KETENTUAN TUGAS »
A - Jawablah pertanyaan berikut berdasarkan esai:
(i) Pada bulan dan tahun berapa pembicaraan tersebut berlangsung?
(ii) Siapa di antara ketiganya yang kemungkinan besar memiliki spektrum sosial paling beragam?
(iii) Apa dua bentuk perwujudan kemarahan dalam aksi yang disebutkan?
B - Salin dari esai bagian yang dimulai dengan "Yang Rajji temukan" hingga "dalam berbagai bentuk." tanpa perubahan apa pun.

KUTIPAN YANG DISEDIAKAN »
Aku Pikir Aku Rasa

Kenapa Pengalaman Merasakanku Terkesan Tak Murni

Rakean Radya Al Barra
4 min readAug 9, 2024
Photo by Nik on Unsplash

Ketika Rajji dan Arsyad dan Rakean disatukan, ada saja bahan pikir aneh yang lahir dari semilir semesta dan mendaratkan diri di loncatan sinaps. Kali ini, Mei 2024, sembari aku asyik menyusun slides di samping mereka, aku ikut menyimak pembicaraan yang dimulai Rajji tentang responsnya dalam mengolah perasaan.

Rajji baru-baru sadar bahwa ternyata cara kami bertiga menyikapi perasaan sendiri tak begitu umum. Hal tersebut ia simpulkan dari interaksinya dengan ragam manusia — hal yang cukup insightful bagi kami karena most likely spektrum sosialnya Rajji ter-diverse di antara kami bertiga.

Yang Rajji temukan dari penggaliannya terhadap cara hidup manusia adalah bahwa umumnya, orang merasakan sesuatu dan that’s it. Ada pemicu yang membuat marah, misal, maka marah tersebut langsung termanifestasi dalam aksi, baik itu eksternalisasi (peluapan) maupun internalisasi (sabar). Atau katakanlah ada yang membuat sedih. Sedih tersebut otomatis mendireksi tindakan secara intuitif. Impuls kesedihan tersebut berwujud dalam berbagai bentuk.

Tentu, jika perasaan tersebut memang dominan, hal tersebut berlaku juga untuk si kami — hanya saja umumnya ada semacam jarak antara impuls perasaan dengan wujudnya. Bagiku setidaknya, perasaan adalah sesuatu yang I figure out. Bukan sesuatu yang aku tahu itu apa. Tak mesti ada proses pembuktian empiris di tingkat diri sendiri, tapi setidaknya pada umumnya ada jeda dan konfirmasi internal dulu bahwasanya — “oh iya kayaknya aku lagi sedih.”

BARIS YANG DISEDIAKAN »
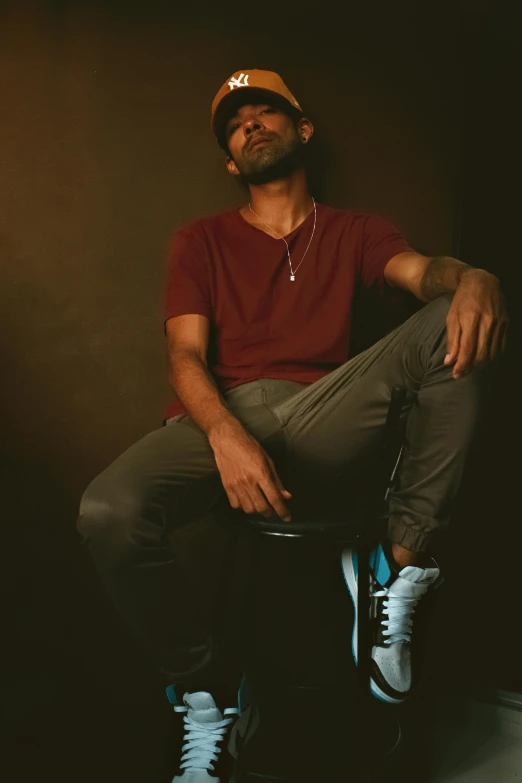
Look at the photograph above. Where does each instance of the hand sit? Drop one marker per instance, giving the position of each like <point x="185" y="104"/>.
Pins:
<point x="477" y="322"/>
<point x="248" y="474"/>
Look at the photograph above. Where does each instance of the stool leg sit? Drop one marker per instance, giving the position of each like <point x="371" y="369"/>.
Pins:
<point x="249" y="608"/>
<point x="364" y="653"/>
<point x="223" y="591"/>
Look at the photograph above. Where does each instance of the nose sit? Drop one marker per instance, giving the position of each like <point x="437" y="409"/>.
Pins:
<point x="252" y="124"/>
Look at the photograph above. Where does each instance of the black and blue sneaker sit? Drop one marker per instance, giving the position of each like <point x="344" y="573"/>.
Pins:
<point x="205" y="757"/>
<point x="394" y="595"/>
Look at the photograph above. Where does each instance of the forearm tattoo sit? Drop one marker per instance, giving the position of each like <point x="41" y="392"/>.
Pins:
<point x="442" y="276"/>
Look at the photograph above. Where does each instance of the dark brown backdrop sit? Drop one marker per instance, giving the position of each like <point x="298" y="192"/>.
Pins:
<point x="105" y="151"/>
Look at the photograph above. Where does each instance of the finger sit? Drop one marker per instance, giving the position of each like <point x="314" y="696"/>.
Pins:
<point x="275" y="499"/>
<point x="245" y="501"/>
<point x="468" y="346"/>
<point x="260" y="503"/>
<point x="504" y="338"/>
<point x="233" y="498"/>
<point x="277" y="480"/>
<point x="485" y="336"/>
<point x="453" y="337"/>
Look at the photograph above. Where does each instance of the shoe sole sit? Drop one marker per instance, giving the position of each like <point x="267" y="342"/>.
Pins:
<point x="351" y="583"/>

JAWABAN PER TUGAS »
A -
(i) Mei 2024.
(ii) Rajji.
(iii) Eksternalisasi (peluapan) dan internalisasi (sabar).

B -
Yang Rajji temukan dari penggaliannya terhadap cara hidup manusia adalah bahwa umumnya, orang merasakan sesuatu dan that’s it. Ada pemicu yang membuat marah, misal, maka marah tersebut langsung termanifestasi dalam aksi, baik itu eksternalisasi (peluapan) maupun internalisasi (sabar). Atau katakanlah ada yang membuat sedih. Sedih tersebut otomatis mendireksi tindakan secara intuitif. Impuls kesedihan tersebut berwujud dalam berbagai bentuk.